Records shown:
——————————

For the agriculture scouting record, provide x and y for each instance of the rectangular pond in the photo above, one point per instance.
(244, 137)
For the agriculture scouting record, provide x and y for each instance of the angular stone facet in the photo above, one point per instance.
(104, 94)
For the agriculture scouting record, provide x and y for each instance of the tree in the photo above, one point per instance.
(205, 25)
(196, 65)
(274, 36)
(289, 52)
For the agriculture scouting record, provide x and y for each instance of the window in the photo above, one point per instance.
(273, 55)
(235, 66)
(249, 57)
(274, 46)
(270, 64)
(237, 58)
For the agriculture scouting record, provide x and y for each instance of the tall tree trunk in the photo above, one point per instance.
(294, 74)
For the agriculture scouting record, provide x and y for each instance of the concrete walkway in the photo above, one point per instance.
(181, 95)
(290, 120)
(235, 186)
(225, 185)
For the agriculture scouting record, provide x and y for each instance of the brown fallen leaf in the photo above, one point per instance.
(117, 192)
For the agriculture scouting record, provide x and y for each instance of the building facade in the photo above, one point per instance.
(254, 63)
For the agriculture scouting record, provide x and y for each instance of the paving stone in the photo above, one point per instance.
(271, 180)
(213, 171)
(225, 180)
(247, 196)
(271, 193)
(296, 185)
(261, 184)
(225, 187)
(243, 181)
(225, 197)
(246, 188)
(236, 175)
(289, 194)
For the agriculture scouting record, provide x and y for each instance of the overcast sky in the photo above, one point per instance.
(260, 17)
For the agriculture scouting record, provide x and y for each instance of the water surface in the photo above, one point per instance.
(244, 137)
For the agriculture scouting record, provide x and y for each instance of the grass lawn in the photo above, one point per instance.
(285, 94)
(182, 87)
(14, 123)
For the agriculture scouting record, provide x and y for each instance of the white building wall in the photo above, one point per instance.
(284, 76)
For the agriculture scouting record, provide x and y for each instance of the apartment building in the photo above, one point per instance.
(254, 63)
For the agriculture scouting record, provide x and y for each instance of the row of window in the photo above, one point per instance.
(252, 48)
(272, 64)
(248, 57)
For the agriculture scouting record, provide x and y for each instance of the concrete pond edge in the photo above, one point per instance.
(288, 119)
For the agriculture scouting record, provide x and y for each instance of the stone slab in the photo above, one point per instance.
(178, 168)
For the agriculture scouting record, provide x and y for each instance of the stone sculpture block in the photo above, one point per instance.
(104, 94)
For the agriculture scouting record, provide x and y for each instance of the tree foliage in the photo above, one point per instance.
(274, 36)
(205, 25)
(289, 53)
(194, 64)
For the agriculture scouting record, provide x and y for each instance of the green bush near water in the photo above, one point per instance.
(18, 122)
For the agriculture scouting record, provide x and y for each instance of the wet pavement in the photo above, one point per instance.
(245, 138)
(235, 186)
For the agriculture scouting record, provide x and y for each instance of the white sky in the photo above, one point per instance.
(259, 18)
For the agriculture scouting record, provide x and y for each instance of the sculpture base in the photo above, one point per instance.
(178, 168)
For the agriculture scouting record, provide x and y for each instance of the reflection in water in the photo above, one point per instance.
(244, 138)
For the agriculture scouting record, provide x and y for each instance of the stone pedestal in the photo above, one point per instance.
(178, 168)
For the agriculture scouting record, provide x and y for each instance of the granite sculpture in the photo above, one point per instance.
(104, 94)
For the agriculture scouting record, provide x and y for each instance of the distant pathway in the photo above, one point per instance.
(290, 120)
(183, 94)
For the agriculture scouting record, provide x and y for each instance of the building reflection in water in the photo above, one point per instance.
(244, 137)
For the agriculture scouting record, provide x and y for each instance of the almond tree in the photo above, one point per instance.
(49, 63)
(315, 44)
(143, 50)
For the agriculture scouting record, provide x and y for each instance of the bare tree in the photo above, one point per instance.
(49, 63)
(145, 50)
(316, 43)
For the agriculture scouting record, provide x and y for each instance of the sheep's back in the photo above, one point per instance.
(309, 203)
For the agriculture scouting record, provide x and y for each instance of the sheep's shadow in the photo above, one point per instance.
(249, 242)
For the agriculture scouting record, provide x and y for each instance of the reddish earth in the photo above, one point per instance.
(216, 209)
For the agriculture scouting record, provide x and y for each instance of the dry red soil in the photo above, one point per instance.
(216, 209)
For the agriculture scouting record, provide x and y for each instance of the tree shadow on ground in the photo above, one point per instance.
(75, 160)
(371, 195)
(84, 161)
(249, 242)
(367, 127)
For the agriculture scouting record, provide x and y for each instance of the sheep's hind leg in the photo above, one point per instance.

——————————

Output the data above without altering a line.

Answer section:
For the agriculture scouting record, provide x and y for each instance of the rectangular pond in the photo above, one point per instance.
(244, 137)
For the agriculture scouting record, provide x and y for each instance of the angular stone facet in the photo above, one point per instance.
(104, 94)
For the agriculture scouting record, provide x and y for each instance of the tree in the photo above, one point per instance.
(205, 25)
(196, 65)
(274, 36)
(289, 52)
For the agriculture scouting record, provide x and y for each instance of the window in the photo above, one point per instance.
(273, 55)
(235, 66)
(249, 57)
(274, 46)
(270, 64)
(237, 58)
For the agriculture scouting record, provide x and y for each instance of the tall tree trunk in the photo above, one point per instance.
(294, 74)
For the agriculture scouting record, provide x and y for each instance of the concrete walkway in the photo above, one point per instance.
(181, 95)
(290, 120)
(235, 186)
(225, 185)
For the agriculture scouting record, provide x and y for each instance of the brown fallen leaf in the photo above, one point per instance.
(117, 192)
For the agriculture scouting record, provide x and y for each instance of the building facade in the photo above, one point per instance.
(254, 63)
For the agriculture scouting record, provide x and y for each instance of the paving stone in the photo above, one point per instance.
(271, 180)
(213, 171)
(225, 180)
(247, 196)
(271, 193)
(296, 185)
(261, 184)
(225, 187)
(243, 181)
(225, 197)
(246, 188)
(236, 175)
(289, 194)
For the agriculture scouting record, provide x and y for each instance of the overcast sky in the photo above, one point per instance.
(260, 17)
For the agriculture scouting record, provide x and y for each instance of the water surface in the photo above, one point per instance.
(244, 137)
For the agriculture scouting record, provide x and y for each instance of the grass lawn in the photo above, one point per instance.
(285, 94)
(182, 87)
(14, 123)
For the agriculture scouting record, provide x and y for each instance of the white building wall in the photo above, one point per instance.
(284, 76)
For the agriculture scouting record, provide x and y for each instance of the apartment building in the photo above, one point per instance.
(254, 63)
For the agriculture scouting record, provide x and y for each instance of the row of window in the photo above, one point per instance.
(252, 48)
(272, 64)
(248, 57)
For the agriculture scouting record, provide x and y for each instance of the concrete pond edge in the photo above, one point per instance.
(288, 119)
For the agriculture scouting record, provide x and y for each instance of the stone slab in the photo above, one point per instance.
(178, 168)
For the agriculture scouting record, provide x and y for each instance of the stone sculpture block in the photo above, one point per instance.
(104, 94)
For the agriculture scouting record, provide x and y for each instance of the tree foliage in the photo above, one point per instance.
(274, 36)
(205, 25)
(289, 53)
(194, 64)
For the agriculture scouting record, provide x and y for each instance of the green bush near water in the photo above, one point per instance.
(18, 122)
For the agriculture scouting record, provide x and y for each instance of the wet pavement in the photo above, one point per instance.
(245, 138)
(235, 186)
For the agriculture scouting record, provide x and y for each instance of the white sky in the photo above, one point per instance.
(259, 18)
For the agriculture scouting record, provide x and y for each instance of the sculpture base in the photo above, one point per instance.
(178, 168)
For the agriculture scouting record, provide x and y for each instance of the reflection in water in the photo above, one point per instance.
(244, 138)
For the agriculture scouting record, provide x and y for each instance of the stone pedestal in the photo above, one point per instance.
(178, 168)
For the agriculture scouting record, provide x and y for each instance of the granite sculpture in the photo above, one point per instance.
(104, 94)
For the agriculture scouting record, provide x and y for each instance of the distant pathway in the photo above, one point per instance.
(290, 120)
(183, 94)
For the agriculture scouting record, provide x and y for each instance of the building reflection in water in the photo above, one point per instance.
(244, 137)
For the agriculture scouting record, provide x and y for each instance of the almond tree in the photo above, one point per instance.
(49, 63)
(315, 44)
(143, 50)
For the agriculture scouting record, provide x and y for each instance of the bare tree in the photo above, one point per instance.
(49, 63)
(145, 50)
(316, 43)
For the agriculture scouting record, provide x and y for each instance of the sheep's back in the photo above, one point per instance.
(309, 203)
For the agriculture scouting record, provide x and y for each instance of the sheep's shadow in the photo above, one point per instance.
(249, 242)
For the agriculture scouting record, provide x and y for each instance of the reddish earth in the photo above, one point per instance.
(216, 209)
For the agriculture scouting record, provide x and y for each instance of the dry red soil in the photo above, one point per instance.
(216, 209)
For the agriculture scouting record, provide x and y for each instance of the tree shadow on ground in the photo above, one point per instance.
(75, 160)
(371, 195)
(84, 161)
(249, 242)
(367, 127)
For the agriculture scouting record, provide x and y for each instance of the sheep's hind leg in the photo above, one point per instance.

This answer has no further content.